Il fut l’un des pères de la musique électroacoustique. Et même de la techno pour certains ! Pierre Henry qui s’est éteint à l’âge de 89 ans était avant tout un compositeur on ne peut plus atypique. Vénéré ou détesté. Surtout, un créateur singulier tentant sans cesse de lier l’homme et la nature.

Dans Journal de mes sons publié en 2004 par les éditions Actes Sud, Pierre Henry écrivait : « Les compositeurs travaillent avec des sons à tout faire, l’équivalent des notes de musique. Moi, je n’ai pas de notes. Je n’ai jamais aimé les notes. Il me faut des qualités, des rapports, des formes, des actions, des personnages, des matières, des unités, des mouvements… C’est insuffisant, les notes. Ça n’est rien. Ça se perd. C’est bête. On ne peut pas travailler avec les notes. Les notes, c’est bon pour les compositeurs. » Il était un voyage. Avec ses escales inattendues, ses points de vue impressionnants, ses bifurcations déroutantes. Pierre Henry n’était évidemment pas un compositeur comme les autres. L’ampleur et l’éclectisme de l’œuvre de celui qui s’éteint le 6 juillet 2017 à 89 ans, dérouta plus d’un cartographe et d’un musicologue. De la Symphonie pour un homme seul (qu’il composa avec Pierre Schaeffer en 1950) à Multiplicité (commande de la Philharmonie de Paris qui devait être créée en octobre 2017), en passant évidemment par le tubesque Psyché Rock créé en 1967 avec Michel Colombier pour la Messe pour le temps présent de Maurice Béjart, le père de la musique électroacoustique restera comme un créateur n’ayant cessé de se remettre en question. Un collecteur et sculpteur de sons hors-norme.

▶ _Consigne_: Reprenez sous forme de liste le paragraphe du texte sur Pierre Henry ci-dessus qui commence par « Il fut l'un des pères », sans en perdre les faits principaux.

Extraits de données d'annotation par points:
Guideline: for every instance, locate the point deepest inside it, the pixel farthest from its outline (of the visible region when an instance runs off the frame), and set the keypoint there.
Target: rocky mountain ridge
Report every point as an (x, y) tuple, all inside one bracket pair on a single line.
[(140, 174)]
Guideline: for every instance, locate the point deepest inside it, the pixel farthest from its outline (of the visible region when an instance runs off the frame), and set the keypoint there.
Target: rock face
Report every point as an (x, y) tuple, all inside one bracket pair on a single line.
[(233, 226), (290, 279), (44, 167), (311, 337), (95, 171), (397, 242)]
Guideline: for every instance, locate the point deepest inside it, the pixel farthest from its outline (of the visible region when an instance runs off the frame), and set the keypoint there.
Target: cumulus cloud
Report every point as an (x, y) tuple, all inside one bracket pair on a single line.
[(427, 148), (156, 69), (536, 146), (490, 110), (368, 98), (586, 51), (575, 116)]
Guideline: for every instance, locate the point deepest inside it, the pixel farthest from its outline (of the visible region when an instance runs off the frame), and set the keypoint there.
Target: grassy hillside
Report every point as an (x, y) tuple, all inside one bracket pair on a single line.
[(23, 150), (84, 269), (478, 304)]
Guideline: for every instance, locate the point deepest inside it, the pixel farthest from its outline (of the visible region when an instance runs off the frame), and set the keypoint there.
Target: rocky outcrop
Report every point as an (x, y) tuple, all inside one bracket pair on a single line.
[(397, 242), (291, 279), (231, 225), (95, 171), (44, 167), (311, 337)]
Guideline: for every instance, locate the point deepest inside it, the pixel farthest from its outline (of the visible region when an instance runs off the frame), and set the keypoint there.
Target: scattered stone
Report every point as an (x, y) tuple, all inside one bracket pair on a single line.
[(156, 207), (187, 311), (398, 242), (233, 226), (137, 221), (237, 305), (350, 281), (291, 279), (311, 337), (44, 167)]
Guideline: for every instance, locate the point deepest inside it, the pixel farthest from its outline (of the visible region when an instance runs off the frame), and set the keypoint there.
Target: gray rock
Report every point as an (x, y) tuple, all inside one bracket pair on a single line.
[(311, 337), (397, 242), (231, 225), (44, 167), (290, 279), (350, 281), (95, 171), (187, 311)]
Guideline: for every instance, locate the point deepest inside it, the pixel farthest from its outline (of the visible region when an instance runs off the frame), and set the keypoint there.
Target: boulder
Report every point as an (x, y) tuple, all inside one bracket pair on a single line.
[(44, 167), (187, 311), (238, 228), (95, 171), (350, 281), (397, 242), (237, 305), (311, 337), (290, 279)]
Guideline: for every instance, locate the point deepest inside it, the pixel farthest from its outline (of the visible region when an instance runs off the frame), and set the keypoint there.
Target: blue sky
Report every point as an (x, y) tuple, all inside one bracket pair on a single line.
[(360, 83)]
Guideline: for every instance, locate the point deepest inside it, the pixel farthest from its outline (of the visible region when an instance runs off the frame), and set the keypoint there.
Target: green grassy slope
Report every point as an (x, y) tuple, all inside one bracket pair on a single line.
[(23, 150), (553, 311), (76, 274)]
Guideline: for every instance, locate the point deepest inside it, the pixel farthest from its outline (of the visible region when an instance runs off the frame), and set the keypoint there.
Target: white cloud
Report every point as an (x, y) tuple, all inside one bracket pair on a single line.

==

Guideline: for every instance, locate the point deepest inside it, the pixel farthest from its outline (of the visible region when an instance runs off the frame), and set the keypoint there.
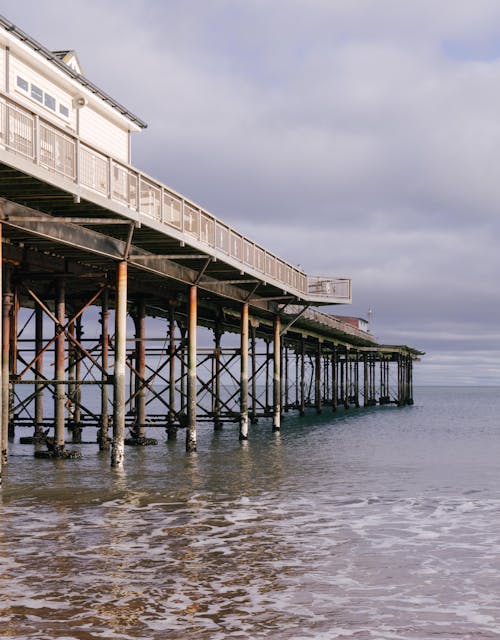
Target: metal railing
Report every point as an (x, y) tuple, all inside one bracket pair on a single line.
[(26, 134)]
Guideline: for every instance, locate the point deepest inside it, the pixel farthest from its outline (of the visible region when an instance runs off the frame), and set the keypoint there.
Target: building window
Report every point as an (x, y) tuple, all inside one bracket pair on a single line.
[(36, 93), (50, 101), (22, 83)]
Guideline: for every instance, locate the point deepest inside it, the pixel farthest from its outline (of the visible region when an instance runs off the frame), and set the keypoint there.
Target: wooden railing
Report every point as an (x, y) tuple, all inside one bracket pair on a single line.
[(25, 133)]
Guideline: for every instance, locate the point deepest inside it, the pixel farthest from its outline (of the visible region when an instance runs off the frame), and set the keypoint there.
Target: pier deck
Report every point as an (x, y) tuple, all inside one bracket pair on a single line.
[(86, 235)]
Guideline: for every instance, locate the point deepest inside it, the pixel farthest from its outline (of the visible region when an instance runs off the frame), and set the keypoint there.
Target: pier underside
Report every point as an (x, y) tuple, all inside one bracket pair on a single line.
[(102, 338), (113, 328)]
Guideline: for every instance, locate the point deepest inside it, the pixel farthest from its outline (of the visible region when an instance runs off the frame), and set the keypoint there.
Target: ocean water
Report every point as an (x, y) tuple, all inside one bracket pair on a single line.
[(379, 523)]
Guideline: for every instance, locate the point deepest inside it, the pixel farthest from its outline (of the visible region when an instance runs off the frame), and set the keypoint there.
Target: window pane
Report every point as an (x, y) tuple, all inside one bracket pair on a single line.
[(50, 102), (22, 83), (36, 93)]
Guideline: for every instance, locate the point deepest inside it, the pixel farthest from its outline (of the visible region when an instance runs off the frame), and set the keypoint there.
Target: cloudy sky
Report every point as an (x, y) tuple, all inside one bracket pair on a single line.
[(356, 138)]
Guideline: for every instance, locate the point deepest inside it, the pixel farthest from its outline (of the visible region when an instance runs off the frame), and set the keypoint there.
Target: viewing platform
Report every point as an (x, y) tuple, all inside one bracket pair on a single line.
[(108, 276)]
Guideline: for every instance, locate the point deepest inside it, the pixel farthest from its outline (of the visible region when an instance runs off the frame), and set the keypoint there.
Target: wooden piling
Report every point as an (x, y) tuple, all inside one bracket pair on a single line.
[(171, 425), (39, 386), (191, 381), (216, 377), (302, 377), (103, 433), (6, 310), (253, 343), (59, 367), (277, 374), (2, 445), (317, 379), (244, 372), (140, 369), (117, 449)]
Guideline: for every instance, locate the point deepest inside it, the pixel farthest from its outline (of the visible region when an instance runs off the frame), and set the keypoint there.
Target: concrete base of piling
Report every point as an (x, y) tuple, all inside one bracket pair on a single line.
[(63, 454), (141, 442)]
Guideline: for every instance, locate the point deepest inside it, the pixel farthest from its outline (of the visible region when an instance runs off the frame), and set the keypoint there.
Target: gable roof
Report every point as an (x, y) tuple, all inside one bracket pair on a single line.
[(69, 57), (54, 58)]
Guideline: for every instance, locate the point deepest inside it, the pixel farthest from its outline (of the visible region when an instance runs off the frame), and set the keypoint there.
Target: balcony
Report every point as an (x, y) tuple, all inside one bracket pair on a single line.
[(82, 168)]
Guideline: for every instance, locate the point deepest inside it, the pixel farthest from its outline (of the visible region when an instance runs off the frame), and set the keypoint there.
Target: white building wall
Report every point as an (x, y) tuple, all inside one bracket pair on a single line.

--

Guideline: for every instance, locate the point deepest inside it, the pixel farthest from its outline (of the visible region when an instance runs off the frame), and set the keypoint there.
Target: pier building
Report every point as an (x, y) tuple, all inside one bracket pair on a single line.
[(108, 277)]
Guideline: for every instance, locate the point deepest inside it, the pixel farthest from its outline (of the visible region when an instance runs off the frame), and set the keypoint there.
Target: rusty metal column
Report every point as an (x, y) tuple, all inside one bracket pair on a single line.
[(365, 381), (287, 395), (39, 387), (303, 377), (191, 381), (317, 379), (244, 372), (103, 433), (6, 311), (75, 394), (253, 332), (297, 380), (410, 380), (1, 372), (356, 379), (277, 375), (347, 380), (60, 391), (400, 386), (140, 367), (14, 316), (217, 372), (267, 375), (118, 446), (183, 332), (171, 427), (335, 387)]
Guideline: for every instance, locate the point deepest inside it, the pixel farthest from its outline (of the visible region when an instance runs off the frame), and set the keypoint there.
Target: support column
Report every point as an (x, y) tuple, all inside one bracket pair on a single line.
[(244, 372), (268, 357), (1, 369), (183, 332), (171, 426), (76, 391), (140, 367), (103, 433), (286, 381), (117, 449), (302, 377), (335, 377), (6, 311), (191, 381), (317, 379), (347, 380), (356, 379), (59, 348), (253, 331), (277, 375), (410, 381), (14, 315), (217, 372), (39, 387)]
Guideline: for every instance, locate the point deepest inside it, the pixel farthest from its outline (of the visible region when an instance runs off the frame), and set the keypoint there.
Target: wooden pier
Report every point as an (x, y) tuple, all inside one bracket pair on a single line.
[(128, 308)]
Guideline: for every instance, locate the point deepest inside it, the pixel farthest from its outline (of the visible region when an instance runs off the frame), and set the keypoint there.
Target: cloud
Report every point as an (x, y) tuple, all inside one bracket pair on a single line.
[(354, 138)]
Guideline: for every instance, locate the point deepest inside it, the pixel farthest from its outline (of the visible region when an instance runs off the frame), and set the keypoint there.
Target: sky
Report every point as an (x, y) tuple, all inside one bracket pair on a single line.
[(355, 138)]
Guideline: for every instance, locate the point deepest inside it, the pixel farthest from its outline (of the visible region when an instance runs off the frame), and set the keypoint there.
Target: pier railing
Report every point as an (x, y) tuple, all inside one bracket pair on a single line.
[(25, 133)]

▶ _Réponse_:
- Pierre Henry fut l'un des pères de la musique électroacoustique, et même de la techno selon certains.
- Il s'est éteint à 89 ans.
- C'était un compositeur très atypique, vénéré ou détesté.
- Créateur singulier, il cherchait sans cesse à lier l'homme et la nature.